[START LISTED RECORDS]
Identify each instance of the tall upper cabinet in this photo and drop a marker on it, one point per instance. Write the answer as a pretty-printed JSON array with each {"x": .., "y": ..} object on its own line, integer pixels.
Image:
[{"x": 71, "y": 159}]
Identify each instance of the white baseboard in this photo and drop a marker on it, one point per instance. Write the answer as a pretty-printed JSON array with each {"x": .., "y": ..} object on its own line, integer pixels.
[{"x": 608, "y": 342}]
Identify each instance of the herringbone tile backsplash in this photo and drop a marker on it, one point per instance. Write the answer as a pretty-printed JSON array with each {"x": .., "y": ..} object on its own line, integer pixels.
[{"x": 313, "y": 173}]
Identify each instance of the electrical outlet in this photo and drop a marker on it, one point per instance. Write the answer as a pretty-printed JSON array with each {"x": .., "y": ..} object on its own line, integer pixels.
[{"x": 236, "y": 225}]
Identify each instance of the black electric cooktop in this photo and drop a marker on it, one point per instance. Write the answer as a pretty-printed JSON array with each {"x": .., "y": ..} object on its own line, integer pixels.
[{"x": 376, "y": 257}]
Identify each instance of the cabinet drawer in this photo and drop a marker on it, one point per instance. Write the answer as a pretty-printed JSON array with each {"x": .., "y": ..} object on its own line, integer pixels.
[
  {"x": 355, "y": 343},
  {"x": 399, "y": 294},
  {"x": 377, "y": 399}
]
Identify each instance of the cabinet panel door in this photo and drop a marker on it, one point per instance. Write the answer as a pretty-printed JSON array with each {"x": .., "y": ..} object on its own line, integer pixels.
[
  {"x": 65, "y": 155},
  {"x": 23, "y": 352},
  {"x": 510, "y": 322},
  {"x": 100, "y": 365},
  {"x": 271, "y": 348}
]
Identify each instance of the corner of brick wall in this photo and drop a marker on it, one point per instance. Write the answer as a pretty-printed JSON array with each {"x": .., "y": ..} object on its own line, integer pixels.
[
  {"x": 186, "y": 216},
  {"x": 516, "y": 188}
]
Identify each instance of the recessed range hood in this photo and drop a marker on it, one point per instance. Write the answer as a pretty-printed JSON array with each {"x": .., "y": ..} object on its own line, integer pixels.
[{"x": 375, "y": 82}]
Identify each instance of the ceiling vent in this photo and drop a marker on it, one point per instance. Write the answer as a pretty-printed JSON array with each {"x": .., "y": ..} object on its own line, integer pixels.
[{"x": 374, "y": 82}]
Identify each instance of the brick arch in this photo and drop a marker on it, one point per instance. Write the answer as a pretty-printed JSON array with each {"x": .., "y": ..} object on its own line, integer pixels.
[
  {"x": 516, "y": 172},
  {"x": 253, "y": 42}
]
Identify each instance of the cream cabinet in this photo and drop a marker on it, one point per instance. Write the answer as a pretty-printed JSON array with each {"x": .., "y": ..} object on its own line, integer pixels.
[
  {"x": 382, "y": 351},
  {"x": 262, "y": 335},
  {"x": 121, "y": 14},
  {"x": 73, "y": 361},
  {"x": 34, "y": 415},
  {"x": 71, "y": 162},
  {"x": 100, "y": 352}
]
[END LISTED RECORDS]
**SET EXERCISE:**
Reproduce all of the data above verbatim, line for line.

**RESPONSE TO THE EXERCISE:**
Identify each instance of the tall upper cabinet in this photo and drop a marker on it, one point per instance. Write the answer as a pretty-printed JSON array with each {"x": .., "y": ..} object on its own line, integer pixels.
Image:
[{"x": 71, "y": 159}]
Identify each instance of the white baseboard in this photo and drop a marker on it, one point per instance. Write the answer as a pretty-printed JSON array with each {"x": .., "y": ..} object on its own line, integer pixels.
[{"x": 608, "y": 342}]
Identify each instance of the herringbone tile backsplash in this photo and drop a marker on it, one point per instance. Write the answer as a pretty-printed JSON array with each {"x": .., "y": ..} object on its own line, integer pixels.
[{"x": 313, "y": 173}]
Identify each instance of the electrical outlet in this photo and drop a marker on it, one point per instance. Write the answer as a pretty-printed JSON array with each {"x": .., "y": ..} object on its own line, integer pixels.
[{"x": 236, "y": 225}]
Identify each instance of the black electric cooktop in this photo and drop a marker on it, one point per instance. Write the answer as a pretty-printed JSON array with each {"x": .., "y": ..} object on its own line, integer pixels.
[{"x": 376, "y": 257}]
Identify each instance of the cabinet drawer in this photo and drop a marker on it, one point per instance. Write the answer as a pretty-printed JSON array with each {"x": .., "y": ..} object on its own line, integer pixels.
[
  {"x": 355, "y": 343},
  {"x": 399, "y": 294},
  {"x": 377, "y": 399}
]
Identify each instance of the cabinet panel door in this photo and drop a marker on it, one point per instance. Write the answer as a pretty-printed JSON array with each {"x": .., "y": ..} object on its own line, integer pixels.
[
  {"x": 65, "y": 155},
  {"x": 23, "y": 352},
  {"x": 510, "y": 322},
  {"x": 100, "y": 365},
  {"x": 271, "y": 348}
]
Identify each instance of the corner of brick wall in this photo and drop a marker on it, one point per instance. Write the answer as a pretty-printed JSON array with each {"x": .., "y": ..} object on its own line, integer pixels.
[
  {"x": 186, "y": 216},
  {"x": 516, "y": 188}
]
Identify each instance of the recessed range hood in this photo and drop a marker on it, one point per instance. Write the answer as a pretty-printed JSON array with each {"x": .., "y": ..} object on its own line, integer pixels.
[{"x": 375, "y": 82}]
Identify each instance of the ceiling vent in this photo and drop a marker on it, one point per instance. Write the answer as a pretty-printed JSON array with each {"x": .., "y": ..} object on its own line, integer pixels.
[{"x": 374, "y": 82}]
Identify each instance of the brick arch in this photo and drop a marker on it, one point per instance. Write the answer as a pretty-printed JSON array with each {"x": .., "y": ..} object on its own line, integer pixels.
[
  {"x": 516, "y": 172},
  {"x": 253, "y": 42}
]
Identify each instance of the cream cabinet in this photo and drop a marker on it, one point per instance. Write the answer as a pretty-printed JSON array with each {"x": .., "y": ..} object on its own line, integer pixels.
[
  {"x": 382, "y": 351},
  {"x": 262, "y": 335},
  {"x": 121, "y": 14},
  {"x": 73, "y": 361},
  {"x": 34, "y": 415},
  {"x": 71, "y": 162},
  {"x": 100, "y": 352}
]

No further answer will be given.